## [Цель задания]
Соберите из записей все строки, где встречается слово «green».

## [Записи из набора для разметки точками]

****************************************

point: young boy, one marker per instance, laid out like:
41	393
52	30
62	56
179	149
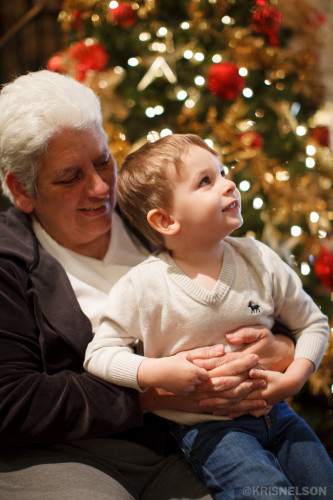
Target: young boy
201	285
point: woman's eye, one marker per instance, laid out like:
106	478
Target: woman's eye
205	181
104	163
69	181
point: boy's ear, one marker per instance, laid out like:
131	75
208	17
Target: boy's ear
23	200
162	222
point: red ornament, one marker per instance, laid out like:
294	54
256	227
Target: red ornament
89	56
266	21
225	81
321	134
324	268
250	140
55	63
123	15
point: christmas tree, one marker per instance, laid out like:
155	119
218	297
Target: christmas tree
245	76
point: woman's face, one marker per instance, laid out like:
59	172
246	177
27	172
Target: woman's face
76	191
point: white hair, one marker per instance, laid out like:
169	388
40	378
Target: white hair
33	109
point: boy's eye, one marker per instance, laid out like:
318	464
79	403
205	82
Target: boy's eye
205	181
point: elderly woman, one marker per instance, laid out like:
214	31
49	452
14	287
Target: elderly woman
63	432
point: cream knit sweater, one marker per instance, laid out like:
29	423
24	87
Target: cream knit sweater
160	305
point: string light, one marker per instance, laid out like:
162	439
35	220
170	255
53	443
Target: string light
133	61
295	230
144	37
217	58
311	150
199	56
162	31
189	103
226	20
305	268
300	130
244	186
247	92
165	132
199	80
181	95
310	162
257	203
188	54
314	217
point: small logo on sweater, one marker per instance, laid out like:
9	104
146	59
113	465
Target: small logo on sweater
255	308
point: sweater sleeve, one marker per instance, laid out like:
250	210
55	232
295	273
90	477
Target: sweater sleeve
296	309
110	355
45	396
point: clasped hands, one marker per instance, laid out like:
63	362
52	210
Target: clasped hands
222	384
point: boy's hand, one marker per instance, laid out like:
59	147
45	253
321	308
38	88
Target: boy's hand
175	374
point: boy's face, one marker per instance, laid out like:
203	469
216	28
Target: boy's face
205	203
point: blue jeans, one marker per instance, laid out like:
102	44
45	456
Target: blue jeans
275	457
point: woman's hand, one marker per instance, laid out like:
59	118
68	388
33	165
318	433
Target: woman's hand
275	351
225	394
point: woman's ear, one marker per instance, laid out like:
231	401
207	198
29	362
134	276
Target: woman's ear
23	200
161	221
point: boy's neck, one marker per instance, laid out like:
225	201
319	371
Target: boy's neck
201	266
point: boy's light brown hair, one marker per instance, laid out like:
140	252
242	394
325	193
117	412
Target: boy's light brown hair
143	183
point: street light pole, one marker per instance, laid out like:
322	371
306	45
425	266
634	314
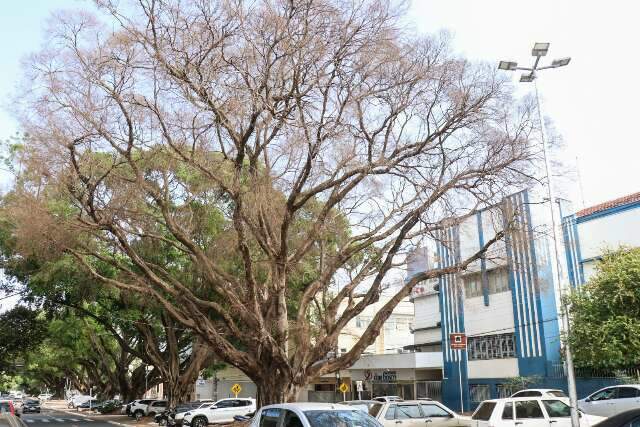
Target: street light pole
539	50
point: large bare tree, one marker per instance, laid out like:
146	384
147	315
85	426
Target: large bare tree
290	152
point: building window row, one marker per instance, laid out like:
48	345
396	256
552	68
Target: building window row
500	346
497	281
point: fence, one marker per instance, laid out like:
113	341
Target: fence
558	371
430	389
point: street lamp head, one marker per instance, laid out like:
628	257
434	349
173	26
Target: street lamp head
540	49
527	78
507	65
560	62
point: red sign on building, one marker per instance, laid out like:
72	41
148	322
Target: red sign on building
458	341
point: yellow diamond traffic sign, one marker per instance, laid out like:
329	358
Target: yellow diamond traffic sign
236	389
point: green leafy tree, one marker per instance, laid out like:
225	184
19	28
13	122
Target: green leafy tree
21	330
605	313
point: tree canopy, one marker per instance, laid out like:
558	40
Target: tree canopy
258	168
605	313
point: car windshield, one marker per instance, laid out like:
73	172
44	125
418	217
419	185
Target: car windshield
340	419
557	393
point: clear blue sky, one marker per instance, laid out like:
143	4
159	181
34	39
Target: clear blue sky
593	103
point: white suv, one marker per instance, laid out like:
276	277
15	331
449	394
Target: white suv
155	407
527	412
222	412
610	401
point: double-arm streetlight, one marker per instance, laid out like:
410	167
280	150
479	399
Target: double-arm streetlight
539	50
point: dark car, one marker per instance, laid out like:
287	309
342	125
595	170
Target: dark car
89	404
30	406
627	419
8	420
6	407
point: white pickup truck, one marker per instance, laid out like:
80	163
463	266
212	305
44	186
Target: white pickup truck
222	411
527	412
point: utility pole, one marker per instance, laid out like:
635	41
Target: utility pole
539	50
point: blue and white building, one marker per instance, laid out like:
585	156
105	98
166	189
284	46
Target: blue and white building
507	302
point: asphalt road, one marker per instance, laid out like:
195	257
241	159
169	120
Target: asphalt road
53	418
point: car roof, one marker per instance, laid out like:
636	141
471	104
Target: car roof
619	419
310	406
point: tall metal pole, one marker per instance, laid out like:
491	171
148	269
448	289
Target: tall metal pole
557	249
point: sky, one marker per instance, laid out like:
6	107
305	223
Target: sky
592	102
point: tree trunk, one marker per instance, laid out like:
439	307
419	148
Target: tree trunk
276	390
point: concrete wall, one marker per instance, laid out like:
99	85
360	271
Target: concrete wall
609	232
496	318
493	368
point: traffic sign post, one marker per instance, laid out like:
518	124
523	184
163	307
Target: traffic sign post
344	388
236	389
360	388
458	342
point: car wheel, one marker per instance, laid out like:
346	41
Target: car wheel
199	422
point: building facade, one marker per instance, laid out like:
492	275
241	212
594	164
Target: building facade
591	231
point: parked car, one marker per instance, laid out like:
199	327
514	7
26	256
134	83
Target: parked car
181	410
45	396
78	400
10	420
387	398
138	407
624	419
222	411
30	406
108	406
418	412
89	404
7	407
312	415
540	392
527	412
611	401
155	407
371	407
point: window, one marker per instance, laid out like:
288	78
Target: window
528	409
340	418
472	285
404	412
507	412
557	393
479	392
291	419
528	393
225	404
606	394
484	411
500	346
556	408
505	390
391	413
627	393
498	280
434	411
269	417
362	321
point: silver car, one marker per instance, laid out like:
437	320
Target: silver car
611	401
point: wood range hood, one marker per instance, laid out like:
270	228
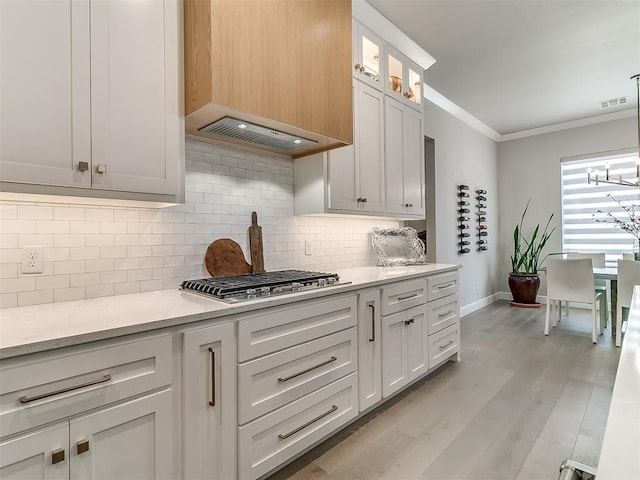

****************************************

## [Ответ к заданию]
point: green leafy tree, one marker per instance, laid out like:
Target: green leafy tree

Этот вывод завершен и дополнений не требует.